[Stored data]

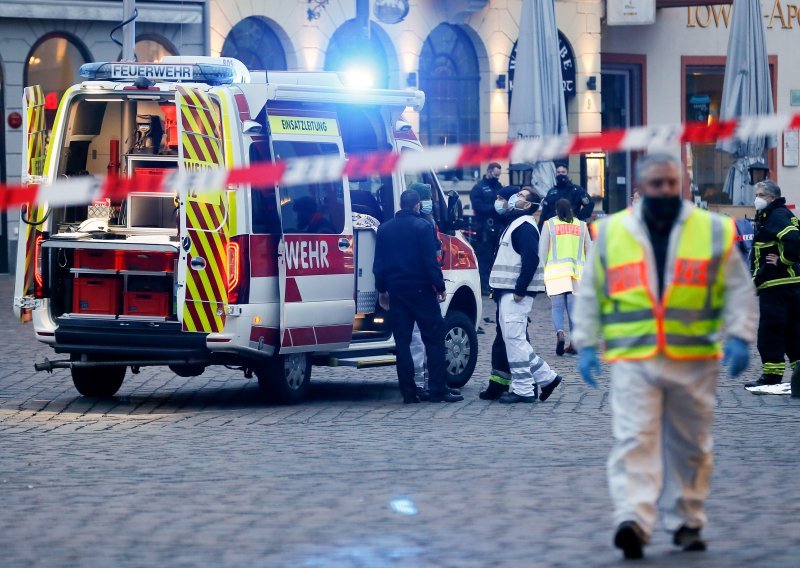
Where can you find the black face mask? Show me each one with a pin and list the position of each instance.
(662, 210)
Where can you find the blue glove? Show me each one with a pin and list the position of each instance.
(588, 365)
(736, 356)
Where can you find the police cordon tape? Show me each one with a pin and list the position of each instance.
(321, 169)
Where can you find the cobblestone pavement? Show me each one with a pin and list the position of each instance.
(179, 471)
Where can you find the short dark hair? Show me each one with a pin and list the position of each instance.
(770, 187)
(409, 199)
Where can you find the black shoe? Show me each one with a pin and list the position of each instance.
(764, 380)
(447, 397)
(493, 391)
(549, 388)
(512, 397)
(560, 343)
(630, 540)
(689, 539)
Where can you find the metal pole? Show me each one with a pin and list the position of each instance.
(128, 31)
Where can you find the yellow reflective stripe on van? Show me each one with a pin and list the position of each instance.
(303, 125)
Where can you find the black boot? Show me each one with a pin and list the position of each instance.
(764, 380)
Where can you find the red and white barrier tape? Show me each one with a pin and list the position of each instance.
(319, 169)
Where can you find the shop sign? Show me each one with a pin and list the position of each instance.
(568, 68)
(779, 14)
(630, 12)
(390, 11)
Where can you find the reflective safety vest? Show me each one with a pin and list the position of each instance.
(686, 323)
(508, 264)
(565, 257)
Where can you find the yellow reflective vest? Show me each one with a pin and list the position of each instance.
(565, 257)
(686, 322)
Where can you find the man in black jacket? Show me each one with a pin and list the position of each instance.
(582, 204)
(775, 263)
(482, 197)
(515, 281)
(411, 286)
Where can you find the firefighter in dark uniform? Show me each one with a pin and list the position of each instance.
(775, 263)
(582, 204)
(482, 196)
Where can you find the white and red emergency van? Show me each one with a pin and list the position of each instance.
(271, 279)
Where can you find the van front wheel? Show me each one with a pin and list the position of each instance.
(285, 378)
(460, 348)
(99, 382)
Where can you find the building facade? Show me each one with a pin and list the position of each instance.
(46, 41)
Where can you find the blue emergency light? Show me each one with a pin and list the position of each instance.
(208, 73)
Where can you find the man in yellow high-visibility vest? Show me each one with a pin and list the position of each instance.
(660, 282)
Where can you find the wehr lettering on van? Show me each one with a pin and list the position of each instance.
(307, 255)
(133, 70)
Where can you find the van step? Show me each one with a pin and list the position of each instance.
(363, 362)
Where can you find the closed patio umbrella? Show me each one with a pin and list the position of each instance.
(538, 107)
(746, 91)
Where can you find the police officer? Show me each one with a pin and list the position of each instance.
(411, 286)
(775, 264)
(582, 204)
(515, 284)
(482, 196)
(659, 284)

__Try it__. Exclude all images and retype the data precisely.

__Output of the exercise__.
Where can you find the black face mask? Show me each one with a pin and list the position of each instance.
(662, 210)
Where can you find the blue glove? Show me each one with a pin and list the position of each instance.
(588, 365)
(736, 356)
Where can you find the police cordon tape? Show me each one with a pin and list the position of each instance.
(321, 169)
Where can you find the cobblestone pavement? Show me each one with a pin and list the position of each instance.
(179, 471)
Where can you find the short dark hair? Show me each one with a pin and list the position of each instance.
(770, 187)
(409, 199)
Where can you find the black shoe? Show me each one with a pin and list the position of each instance.
(764, 380)
(447, 397)
(493, 391)
(549, 388)
(512, 397)
(560, 343)
(630, 540)
(689, 539)
Where can you find the metal pole? Show me each one with a pin and list the position of each instance.
(128, 31)
Where can you find the yellow reflective stripe on van? Show me each one with a pin and list the position of each instance.
(303, 125)
Where can you find the black boot? Show me each one with a pin and list the position of each instance.
(764, 380)
Where can you find the red and white barrier tape? Show me each one with a pin and list the position of each instance.
(319, 169)
Where can you find the shop sign? Show me each one with a pin and list the position of each instance.
(568, 68)
(779, 14)
(630, 12)
(390, 11)
Where can you find the reflective safety vest? Show me each one with a pin and list the position of each instance.
(686, 323)
(508, 264)
(565, 257)
Where can you find the yellow reflective vest? Show me each one with a pin and list the position of each instance.
(565, 257)
(686, 322)
Where can you find the man in black jacket? Show me each one with a pin and list the position of each instance.
(582, 204)
(775, 263)
(482, 197)
(515, 281)
(411, 286)
Where can you find the firefighter in dark uniform? Show me each one with a pin and list the position of each instance.
(775, 263)
(582, 204)
(482, 196)
Where can you find the white and red emergency van? Show me each one with a pin and list the position of each instance.
(271, 279)
Where can you find the van front wheel? Show me each one with a pin and list the position of each instance.
(285, 378)
(460, 348)
(99, 382)
Where can you find the building facade? Show me each one with a pin and list the position of each instance.
(46, 41)
Where can you find the blue emergency light? Show me each one with a pin and list the position of each instance.
(208, 73)
Where can you find the man in yellow high-visibility vest? Show me each one with a pin and list the position of each instance.
(660, 282)
Where can you find the wehr lettering on van? Show me each one with a pin and list the position of each instance.
(307, 255)
(133, 70)
Where can you find the van step? Show me each one with a pin and list the position of each instance.
(363, 362)
Where can you find the closed patio umbrella? Show me each one with a pin and list the position of each instance.
(538, 107)
(746, 91)
Where can you find the police officer? Show me each one with a pin and list the position of each instance.
(411, 286)
(775, 264)
(582, 204)
(515, 284)
(482, 196)
(659, 284)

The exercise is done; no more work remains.